Diga se as afirmações (a), (b) e (c) concordam com a notícia sobre a posse de Lula, respondendo sim ou não e citando entre aspas as palavras da notícia que decidem cada caso. (a) A liminar que suspendeu a nomeação foi publicada antes de Lula assinar o termo de posse. (b) Cerca de 2 mil manifestantes contrários ao governo tentavam chegar ao Planalto. (c) Dilma citou o nome do juiz Sérgio Moro ao acusá-lo.

++++ TEXTO

Dilma empossa Lula ministro e critica "gritaria dos golpistas"
Por Lisandra Paraguassu
BRASÍLIA (Reuters) - Em uma cerimônia que virou um ato de protesto a favor do governo, a presidente Dilma Rousseff deu posse nesta quinta-feira ao ex-presidente Luiz Inácio Lula da Silva na Casa Civil com um duro discurso em que classificou de "agressão à democracia" a divulgação de uma conversa telefônica dela com Lula e afirmou que a "gritaria dos golpistas" não vai retirá-la do caminho. “Os golpes começam assim”, alertou.
Pouco depois, uma decisão liminar do juiz da 4ª Vara Federal do Distrito Federal Itagiba Catta Preta, suspendeu a nomeação, mas o Palácio do Planalto ainda verifica se a decisão tem valor jurídico. A liminar foi publicada às 11h37, quando Lula já tinha assinado o termo de posse e sua nomeação havia sido publicada em edição extra do Diário Oficial, na quarta-feira, dando foro privilegiado ao ex-presidente.
A cerimônia, que reuniu centenas de apoiadores do governo no Salão Nobre do Palácio do Planalto, a maioria vindo de movimentos sociais, teve um tom de comício, enquanto do lado de fora, cerca de mil apoiadores do governo se concentravam em frente ao Palácio. Próximos, cerca de 2 mil manifestantes contrários tentavam chegar ao Planalto. Os dois grupos foram separados pela cavalaria da Polícia Militar do Distrito Federal.
Dilma usou a cerimônia para defender o governo e a posse de Lula. Acusou, mesmo sem citar nomes, o juiz Sérgio Moro de tentar “ultrapassar o Estado Democrático de Direito de cruzar a fronteira que nos é tão cara, a fronteira com o Estado de exceção”.
“Estamos sim diante de um fato grave, uma agressão não a minha pessoa, mas à cidadania, à democracia e a nossa Constituição", disse a presidente em seu discurso.

++++++++
++++ DADOS REGISTRADOS

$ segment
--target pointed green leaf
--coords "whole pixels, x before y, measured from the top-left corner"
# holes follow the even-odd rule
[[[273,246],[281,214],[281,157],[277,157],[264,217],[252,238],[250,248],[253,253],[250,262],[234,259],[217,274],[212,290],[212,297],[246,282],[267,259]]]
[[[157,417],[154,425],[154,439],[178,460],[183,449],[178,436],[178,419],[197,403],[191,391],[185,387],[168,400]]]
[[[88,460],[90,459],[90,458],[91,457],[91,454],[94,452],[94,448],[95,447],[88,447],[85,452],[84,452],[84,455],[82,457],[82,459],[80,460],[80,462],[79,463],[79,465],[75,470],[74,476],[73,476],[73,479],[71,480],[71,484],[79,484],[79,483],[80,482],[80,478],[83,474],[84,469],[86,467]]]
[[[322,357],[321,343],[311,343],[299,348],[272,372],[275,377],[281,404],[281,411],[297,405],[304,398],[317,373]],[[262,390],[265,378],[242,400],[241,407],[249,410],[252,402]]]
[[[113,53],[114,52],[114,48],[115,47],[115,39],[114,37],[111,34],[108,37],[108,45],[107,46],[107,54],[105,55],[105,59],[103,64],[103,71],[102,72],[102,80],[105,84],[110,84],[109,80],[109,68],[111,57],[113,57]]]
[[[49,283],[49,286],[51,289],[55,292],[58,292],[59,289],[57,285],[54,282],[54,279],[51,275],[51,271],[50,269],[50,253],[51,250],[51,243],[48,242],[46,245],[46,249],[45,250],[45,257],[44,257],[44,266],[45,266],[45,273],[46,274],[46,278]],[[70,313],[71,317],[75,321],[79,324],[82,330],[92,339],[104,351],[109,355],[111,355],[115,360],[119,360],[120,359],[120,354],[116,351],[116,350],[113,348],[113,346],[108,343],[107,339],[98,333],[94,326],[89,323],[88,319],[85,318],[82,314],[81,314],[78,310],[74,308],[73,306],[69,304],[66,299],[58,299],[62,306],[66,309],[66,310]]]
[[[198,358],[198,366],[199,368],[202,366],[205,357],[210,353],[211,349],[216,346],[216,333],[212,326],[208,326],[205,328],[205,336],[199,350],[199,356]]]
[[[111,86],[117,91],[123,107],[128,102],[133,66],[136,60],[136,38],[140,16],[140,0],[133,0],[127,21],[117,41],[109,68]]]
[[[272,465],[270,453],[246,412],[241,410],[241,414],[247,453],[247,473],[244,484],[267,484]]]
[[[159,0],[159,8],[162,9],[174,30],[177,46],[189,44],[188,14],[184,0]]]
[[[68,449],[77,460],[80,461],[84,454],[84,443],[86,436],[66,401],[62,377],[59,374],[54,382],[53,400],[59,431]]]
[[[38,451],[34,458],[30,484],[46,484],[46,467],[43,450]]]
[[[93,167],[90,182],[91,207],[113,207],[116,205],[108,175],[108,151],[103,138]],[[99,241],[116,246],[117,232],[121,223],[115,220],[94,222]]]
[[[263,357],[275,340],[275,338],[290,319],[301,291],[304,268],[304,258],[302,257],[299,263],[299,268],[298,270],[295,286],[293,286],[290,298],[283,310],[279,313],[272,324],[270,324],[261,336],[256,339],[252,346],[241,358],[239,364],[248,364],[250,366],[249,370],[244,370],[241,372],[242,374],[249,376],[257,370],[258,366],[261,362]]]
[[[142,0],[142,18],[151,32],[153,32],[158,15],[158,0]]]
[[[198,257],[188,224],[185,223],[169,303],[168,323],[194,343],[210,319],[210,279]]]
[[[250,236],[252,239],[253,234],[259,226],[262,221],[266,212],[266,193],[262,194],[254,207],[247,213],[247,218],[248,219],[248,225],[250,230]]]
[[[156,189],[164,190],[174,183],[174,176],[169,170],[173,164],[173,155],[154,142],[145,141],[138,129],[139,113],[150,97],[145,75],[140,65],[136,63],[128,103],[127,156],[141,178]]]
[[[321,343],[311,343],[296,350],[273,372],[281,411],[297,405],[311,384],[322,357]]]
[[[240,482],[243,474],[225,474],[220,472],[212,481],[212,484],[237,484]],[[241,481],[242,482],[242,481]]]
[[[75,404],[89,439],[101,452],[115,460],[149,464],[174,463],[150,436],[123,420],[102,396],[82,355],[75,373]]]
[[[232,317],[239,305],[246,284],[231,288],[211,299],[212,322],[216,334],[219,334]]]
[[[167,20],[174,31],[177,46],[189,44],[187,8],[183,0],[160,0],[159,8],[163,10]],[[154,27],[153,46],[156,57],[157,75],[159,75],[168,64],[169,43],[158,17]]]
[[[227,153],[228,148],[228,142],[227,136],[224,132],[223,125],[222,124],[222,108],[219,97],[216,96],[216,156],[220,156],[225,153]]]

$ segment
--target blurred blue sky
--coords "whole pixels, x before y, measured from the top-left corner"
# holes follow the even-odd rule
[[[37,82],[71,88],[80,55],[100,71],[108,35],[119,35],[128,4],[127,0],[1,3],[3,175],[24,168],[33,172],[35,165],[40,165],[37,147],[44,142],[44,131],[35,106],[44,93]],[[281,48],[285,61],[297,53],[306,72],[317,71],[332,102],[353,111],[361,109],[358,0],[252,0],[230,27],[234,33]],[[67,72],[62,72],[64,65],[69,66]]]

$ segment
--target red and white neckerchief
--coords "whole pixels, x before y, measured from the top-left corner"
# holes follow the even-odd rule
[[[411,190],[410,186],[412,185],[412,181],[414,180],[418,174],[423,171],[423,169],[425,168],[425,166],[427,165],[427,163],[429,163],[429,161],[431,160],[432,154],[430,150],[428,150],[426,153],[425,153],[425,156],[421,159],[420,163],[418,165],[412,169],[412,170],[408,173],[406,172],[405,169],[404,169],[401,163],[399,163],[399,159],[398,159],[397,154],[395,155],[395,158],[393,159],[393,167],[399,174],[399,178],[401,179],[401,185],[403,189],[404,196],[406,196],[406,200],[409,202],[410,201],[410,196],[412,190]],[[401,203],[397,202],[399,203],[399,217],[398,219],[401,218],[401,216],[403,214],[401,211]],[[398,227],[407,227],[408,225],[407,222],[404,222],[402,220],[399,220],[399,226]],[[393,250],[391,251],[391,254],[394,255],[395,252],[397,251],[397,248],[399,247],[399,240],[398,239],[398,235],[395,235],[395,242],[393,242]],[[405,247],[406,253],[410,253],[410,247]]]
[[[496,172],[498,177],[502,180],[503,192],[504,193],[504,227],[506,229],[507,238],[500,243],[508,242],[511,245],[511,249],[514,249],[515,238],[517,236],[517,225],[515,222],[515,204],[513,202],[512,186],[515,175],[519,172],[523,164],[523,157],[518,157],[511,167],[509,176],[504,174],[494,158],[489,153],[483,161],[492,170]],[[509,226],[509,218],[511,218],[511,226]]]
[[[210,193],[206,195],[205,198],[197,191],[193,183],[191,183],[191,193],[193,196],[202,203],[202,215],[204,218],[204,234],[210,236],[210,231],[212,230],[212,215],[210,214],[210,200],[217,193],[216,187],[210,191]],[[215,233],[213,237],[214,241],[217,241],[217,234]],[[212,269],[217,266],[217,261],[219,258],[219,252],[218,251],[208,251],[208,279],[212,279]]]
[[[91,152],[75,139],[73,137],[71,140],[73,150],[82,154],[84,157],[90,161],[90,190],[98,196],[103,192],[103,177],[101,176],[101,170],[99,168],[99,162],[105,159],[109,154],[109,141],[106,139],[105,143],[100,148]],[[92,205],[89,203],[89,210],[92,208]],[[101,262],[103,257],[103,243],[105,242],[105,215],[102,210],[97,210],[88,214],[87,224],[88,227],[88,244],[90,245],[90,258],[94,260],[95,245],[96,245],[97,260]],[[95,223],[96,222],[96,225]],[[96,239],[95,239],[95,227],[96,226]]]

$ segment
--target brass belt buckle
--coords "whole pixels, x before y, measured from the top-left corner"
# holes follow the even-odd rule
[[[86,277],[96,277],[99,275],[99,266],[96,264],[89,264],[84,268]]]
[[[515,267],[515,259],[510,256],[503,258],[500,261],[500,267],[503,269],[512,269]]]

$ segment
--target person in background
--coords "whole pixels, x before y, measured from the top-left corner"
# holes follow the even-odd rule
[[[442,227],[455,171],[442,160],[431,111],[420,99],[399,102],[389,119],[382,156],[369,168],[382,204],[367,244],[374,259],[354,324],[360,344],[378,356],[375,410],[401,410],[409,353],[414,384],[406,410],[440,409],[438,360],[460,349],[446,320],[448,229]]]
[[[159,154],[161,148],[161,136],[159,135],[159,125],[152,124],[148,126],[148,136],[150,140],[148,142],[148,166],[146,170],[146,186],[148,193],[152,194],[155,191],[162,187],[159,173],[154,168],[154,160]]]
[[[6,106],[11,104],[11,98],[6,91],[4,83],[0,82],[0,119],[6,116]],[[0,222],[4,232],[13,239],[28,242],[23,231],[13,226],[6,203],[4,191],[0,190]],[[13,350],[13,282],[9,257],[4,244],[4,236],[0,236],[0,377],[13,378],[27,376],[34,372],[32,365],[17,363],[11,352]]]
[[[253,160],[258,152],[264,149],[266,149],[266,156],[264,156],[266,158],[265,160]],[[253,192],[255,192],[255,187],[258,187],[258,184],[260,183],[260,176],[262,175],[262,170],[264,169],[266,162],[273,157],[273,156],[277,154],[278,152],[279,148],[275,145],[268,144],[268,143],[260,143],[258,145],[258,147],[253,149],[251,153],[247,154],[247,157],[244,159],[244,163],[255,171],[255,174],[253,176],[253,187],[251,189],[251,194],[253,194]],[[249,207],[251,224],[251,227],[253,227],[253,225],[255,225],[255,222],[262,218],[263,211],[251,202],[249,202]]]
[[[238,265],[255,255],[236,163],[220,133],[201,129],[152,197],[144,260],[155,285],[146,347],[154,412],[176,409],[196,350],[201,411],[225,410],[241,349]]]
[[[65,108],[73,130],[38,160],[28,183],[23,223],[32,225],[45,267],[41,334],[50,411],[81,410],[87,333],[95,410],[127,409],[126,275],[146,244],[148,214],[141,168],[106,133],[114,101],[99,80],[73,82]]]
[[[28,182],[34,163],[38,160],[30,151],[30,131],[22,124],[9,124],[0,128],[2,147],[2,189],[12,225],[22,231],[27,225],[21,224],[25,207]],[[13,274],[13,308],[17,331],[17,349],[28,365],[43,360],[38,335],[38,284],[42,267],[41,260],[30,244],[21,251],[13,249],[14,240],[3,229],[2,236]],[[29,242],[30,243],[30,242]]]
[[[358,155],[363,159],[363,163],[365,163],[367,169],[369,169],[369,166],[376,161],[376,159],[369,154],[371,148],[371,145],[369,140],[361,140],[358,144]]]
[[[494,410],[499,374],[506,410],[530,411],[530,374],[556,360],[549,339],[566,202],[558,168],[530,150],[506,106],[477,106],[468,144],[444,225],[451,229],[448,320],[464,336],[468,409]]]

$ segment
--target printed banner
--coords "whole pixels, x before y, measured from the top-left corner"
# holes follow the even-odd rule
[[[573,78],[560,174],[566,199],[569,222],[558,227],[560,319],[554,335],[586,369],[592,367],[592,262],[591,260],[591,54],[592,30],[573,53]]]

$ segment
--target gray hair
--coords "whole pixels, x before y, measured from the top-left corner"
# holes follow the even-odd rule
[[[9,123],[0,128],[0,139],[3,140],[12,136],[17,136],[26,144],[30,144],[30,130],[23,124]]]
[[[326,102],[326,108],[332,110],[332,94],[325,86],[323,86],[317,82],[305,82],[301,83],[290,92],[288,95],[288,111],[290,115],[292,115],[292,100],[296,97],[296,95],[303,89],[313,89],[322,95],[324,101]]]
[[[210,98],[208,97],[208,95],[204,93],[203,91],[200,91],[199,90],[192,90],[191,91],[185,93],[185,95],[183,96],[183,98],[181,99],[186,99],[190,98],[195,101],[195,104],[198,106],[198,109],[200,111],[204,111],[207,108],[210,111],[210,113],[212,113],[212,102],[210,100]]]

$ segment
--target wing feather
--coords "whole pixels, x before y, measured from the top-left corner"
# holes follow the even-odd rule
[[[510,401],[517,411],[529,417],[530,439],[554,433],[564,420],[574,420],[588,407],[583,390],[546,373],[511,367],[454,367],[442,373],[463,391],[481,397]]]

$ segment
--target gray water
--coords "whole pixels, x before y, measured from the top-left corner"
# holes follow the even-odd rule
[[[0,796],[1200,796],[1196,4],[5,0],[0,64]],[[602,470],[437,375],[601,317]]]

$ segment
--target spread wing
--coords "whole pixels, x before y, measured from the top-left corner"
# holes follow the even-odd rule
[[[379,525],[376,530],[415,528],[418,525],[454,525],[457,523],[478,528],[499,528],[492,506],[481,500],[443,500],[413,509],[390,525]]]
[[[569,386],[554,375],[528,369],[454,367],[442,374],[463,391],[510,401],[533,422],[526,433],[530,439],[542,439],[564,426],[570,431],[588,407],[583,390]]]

++++++++

** RESPOSTA ESPERADA **
(a) Não: "A liminar foi publicada às 11h37, quando Lula já tinha assinado o termo de posse".
(b) Sim: "cerca de 2 mil manifestantes contrários tentavam chegar ao Planalto".
(c) Não: "Acusou, mesmo sem citar nomes, o juiz Sérgio Moro".